Entries follow. Give back exactly the lines starting at the one containing "the molle webbing." and ending at the one containing "black tactical glove.", and no other lines.

══════════

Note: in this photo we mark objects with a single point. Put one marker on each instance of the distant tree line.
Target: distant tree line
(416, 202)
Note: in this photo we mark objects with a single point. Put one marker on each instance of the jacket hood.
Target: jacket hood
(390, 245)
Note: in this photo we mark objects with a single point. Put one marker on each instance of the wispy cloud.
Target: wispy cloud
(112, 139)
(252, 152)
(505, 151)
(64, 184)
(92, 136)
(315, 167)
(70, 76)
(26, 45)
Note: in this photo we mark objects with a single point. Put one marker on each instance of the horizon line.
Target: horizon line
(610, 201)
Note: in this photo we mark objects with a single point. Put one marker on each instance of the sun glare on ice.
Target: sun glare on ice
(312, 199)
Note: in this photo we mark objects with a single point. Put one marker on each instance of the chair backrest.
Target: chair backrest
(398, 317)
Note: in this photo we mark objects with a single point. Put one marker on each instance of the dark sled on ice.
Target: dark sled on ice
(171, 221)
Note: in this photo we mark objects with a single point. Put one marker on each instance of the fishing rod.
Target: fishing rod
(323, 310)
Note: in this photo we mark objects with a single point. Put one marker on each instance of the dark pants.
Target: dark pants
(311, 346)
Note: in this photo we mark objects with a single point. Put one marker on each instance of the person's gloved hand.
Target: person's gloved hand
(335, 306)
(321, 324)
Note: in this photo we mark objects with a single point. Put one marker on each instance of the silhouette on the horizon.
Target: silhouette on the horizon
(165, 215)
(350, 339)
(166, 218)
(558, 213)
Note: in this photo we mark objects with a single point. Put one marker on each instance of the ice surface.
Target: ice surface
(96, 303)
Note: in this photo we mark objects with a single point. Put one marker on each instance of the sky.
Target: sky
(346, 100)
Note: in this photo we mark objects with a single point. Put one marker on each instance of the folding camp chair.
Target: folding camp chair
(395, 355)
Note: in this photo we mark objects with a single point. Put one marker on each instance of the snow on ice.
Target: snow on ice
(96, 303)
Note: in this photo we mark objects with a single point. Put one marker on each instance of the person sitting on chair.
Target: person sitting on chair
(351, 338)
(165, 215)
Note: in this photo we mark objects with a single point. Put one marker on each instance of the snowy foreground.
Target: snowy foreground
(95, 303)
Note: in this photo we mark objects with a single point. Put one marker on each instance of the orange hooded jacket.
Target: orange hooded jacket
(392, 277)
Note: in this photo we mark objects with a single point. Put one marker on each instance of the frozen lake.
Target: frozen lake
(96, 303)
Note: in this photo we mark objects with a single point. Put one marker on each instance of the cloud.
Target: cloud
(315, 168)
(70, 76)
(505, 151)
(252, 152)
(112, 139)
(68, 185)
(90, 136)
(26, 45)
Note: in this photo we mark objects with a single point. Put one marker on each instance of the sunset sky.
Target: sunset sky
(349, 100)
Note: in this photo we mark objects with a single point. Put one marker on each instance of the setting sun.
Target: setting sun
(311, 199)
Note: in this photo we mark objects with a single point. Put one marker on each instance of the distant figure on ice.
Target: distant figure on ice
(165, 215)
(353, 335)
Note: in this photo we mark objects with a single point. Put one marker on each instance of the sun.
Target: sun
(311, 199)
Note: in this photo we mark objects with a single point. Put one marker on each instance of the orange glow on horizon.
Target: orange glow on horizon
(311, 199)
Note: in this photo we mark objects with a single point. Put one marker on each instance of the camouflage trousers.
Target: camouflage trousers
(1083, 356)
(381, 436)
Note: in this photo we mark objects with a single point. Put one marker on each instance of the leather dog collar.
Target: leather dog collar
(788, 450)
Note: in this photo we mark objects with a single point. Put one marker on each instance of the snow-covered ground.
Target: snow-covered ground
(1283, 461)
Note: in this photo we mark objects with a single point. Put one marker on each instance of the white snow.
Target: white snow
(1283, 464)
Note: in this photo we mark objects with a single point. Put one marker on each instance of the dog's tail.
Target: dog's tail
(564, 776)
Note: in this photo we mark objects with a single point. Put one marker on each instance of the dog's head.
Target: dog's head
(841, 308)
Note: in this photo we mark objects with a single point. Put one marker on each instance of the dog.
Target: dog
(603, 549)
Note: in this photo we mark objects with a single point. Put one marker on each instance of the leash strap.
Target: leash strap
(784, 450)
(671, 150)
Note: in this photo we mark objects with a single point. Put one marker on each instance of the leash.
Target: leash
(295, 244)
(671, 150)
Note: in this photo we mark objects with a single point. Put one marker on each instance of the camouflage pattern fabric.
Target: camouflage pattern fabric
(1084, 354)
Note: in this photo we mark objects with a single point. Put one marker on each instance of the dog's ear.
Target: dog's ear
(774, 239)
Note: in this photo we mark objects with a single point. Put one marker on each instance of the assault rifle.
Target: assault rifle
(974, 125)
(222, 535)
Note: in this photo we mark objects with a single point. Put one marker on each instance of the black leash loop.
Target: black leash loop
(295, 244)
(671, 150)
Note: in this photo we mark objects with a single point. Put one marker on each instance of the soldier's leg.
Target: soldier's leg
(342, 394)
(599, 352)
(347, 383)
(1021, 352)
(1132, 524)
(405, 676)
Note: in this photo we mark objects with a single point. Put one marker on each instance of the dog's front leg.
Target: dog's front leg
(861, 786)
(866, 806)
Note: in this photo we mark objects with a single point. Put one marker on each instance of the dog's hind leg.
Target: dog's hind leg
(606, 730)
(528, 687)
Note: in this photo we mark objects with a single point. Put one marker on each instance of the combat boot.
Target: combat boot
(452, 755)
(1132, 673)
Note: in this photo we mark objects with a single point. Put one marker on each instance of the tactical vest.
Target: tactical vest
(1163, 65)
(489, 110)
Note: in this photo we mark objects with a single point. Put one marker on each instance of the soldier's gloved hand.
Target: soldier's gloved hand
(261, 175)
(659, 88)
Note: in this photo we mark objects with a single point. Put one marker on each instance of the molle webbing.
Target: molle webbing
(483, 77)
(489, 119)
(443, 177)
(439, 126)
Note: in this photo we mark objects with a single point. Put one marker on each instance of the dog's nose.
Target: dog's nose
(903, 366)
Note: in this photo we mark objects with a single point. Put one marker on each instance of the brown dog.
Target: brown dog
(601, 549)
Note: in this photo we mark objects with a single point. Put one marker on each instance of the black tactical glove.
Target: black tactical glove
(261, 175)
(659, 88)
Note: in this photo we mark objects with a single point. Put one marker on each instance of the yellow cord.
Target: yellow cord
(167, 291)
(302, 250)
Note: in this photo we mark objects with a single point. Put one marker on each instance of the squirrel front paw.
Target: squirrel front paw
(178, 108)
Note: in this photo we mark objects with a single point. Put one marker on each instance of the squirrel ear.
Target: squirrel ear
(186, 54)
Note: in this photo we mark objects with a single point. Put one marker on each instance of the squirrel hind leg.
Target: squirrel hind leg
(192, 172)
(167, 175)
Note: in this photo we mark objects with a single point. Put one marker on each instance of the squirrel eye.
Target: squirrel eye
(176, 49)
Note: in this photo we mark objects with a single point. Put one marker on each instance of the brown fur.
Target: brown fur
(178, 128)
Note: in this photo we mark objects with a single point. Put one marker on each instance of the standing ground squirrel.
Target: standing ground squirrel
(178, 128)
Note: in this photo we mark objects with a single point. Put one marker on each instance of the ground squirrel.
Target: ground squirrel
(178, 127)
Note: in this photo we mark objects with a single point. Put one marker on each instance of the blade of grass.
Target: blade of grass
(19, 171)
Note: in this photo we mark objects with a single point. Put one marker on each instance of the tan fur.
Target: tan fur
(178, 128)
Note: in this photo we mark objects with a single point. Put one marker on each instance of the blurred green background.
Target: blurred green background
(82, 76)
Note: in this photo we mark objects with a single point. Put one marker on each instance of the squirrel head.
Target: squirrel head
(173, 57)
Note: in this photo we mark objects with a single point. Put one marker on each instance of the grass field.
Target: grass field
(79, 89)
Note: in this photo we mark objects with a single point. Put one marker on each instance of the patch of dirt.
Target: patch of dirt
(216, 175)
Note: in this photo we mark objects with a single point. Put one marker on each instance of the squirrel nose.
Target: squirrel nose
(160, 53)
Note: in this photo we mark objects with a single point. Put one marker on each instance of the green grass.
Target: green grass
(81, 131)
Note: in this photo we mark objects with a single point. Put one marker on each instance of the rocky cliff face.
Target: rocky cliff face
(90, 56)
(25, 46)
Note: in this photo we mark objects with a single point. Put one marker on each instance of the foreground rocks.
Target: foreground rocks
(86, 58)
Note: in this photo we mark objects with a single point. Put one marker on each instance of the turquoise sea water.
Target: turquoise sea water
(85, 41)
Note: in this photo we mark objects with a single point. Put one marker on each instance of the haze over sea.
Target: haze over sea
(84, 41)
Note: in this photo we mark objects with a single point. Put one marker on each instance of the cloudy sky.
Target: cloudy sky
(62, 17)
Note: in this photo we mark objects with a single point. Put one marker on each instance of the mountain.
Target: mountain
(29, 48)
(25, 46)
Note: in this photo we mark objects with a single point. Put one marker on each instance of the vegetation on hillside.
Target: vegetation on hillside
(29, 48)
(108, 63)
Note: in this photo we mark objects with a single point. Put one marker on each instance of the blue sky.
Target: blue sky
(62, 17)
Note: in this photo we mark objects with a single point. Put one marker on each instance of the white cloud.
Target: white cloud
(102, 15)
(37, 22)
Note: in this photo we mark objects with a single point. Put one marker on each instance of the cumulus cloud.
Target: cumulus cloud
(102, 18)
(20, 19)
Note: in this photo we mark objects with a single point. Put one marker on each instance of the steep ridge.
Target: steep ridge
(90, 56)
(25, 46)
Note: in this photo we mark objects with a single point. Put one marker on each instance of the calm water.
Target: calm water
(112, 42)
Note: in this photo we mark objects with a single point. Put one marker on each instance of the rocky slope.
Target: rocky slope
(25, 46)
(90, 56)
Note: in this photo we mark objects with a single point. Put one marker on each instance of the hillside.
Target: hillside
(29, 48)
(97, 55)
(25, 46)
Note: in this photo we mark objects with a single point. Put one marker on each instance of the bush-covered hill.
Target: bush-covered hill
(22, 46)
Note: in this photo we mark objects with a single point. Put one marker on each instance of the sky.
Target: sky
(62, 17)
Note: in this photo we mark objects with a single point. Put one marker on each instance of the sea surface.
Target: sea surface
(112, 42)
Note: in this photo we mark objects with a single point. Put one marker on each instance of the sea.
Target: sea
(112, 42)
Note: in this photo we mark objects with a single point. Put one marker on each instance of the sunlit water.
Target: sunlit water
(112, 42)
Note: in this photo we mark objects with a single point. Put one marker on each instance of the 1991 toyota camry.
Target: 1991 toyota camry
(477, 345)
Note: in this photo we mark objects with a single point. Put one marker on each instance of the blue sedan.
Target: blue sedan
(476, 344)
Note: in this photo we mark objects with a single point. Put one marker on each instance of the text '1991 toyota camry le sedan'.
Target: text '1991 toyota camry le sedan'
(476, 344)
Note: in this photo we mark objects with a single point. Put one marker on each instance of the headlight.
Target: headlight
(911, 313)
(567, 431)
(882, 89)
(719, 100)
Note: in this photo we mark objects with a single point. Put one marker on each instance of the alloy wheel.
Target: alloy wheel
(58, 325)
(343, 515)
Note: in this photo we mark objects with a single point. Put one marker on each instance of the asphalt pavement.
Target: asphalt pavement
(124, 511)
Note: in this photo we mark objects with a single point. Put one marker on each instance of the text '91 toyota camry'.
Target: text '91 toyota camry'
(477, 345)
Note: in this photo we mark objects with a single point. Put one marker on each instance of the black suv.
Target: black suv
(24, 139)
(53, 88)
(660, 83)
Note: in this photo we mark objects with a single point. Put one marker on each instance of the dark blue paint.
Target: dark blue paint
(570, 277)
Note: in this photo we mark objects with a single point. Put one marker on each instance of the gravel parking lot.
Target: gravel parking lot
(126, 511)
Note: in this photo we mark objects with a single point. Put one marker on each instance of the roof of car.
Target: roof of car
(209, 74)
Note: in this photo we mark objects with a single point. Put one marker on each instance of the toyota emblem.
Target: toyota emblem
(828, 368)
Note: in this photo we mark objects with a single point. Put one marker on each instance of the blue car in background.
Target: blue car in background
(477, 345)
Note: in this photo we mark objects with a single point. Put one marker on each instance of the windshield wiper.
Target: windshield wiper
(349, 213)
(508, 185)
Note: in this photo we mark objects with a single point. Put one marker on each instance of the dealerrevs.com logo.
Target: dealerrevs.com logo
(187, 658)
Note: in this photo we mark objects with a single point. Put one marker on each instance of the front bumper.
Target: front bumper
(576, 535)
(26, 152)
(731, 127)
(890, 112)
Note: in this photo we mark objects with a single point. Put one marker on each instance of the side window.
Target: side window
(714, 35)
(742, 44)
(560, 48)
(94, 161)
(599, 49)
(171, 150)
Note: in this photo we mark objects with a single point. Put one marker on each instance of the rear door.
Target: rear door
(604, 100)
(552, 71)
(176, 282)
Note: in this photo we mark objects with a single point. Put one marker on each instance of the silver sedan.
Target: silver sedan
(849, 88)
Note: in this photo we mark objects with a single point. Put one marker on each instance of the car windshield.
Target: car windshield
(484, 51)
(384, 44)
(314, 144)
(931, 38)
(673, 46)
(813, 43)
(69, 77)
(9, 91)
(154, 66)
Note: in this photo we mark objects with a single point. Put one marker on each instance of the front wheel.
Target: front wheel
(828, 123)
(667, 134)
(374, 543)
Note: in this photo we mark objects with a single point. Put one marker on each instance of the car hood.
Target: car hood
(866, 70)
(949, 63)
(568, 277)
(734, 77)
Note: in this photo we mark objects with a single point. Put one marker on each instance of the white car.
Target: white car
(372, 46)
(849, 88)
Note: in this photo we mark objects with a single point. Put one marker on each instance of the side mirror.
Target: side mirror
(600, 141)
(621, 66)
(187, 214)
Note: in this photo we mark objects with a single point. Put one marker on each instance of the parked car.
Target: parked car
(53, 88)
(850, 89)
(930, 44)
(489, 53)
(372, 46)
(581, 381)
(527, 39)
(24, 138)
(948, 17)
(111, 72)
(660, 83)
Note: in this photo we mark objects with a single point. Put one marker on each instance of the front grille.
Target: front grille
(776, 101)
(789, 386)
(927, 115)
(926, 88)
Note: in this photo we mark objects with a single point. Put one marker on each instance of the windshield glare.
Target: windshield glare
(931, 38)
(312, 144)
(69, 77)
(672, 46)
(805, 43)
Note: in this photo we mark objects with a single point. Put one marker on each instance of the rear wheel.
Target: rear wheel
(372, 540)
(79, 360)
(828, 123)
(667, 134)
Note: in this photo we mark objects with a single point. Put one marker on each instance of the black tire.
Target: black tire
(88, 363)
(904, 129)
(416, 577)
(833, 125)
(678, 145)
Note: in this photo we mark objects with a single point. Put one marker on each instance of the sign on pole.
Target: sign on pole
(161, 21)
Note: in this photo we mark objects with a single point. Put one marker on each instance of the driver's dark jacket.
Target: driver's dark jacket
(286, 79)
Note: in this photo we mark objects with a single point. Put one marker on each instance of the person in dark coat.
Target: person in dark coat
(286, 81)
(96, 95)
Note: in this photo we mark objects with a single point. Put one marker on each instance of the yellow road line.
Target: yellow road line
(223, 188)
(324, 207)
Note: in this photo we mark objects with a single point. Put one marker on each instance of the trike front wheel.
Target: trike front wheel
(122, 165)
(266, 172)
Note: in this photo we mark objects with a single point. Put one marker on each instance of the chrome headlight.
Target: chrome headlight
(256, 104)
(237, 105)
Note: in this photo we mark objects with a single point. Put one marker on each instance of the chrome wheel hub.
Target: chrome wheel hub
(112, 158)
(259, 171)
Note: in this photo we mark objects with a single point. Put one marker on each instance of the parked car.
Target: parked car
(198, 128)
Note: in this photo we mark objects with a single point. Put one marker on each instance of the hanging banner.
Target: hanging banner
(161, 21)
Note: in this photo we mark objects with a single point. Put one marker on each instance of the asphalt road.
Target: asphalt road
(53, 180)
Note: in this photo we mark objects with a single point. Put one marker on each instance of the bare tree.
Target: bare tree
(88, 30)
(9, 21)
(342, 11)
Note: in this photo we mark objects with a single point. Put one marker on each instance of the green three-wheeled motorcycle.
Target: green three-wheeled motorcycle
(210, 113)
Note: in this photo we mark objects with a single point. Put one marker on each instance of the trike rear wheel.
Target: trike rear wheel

══════════

→ Task output:
Note: in this photo we mark objects with a single point. Put one marker on each instance of the molle webbing.
Target: molle webbing
(483, 77)
(489, 119)
(443, 177)
(439, 126)
Note: in this photo we mark objects with a single point. Put one marker on each instance of the dog's nose.
Target: dog's nose
(903, 366)
Note: in this photo we mark objects with a single point. Put one marker on each instance of the brown dog.
Target: brown dog
(601, 549)
Note: in this photo we mark objects with a single point. Put one marker on each instance of the black tactical glove.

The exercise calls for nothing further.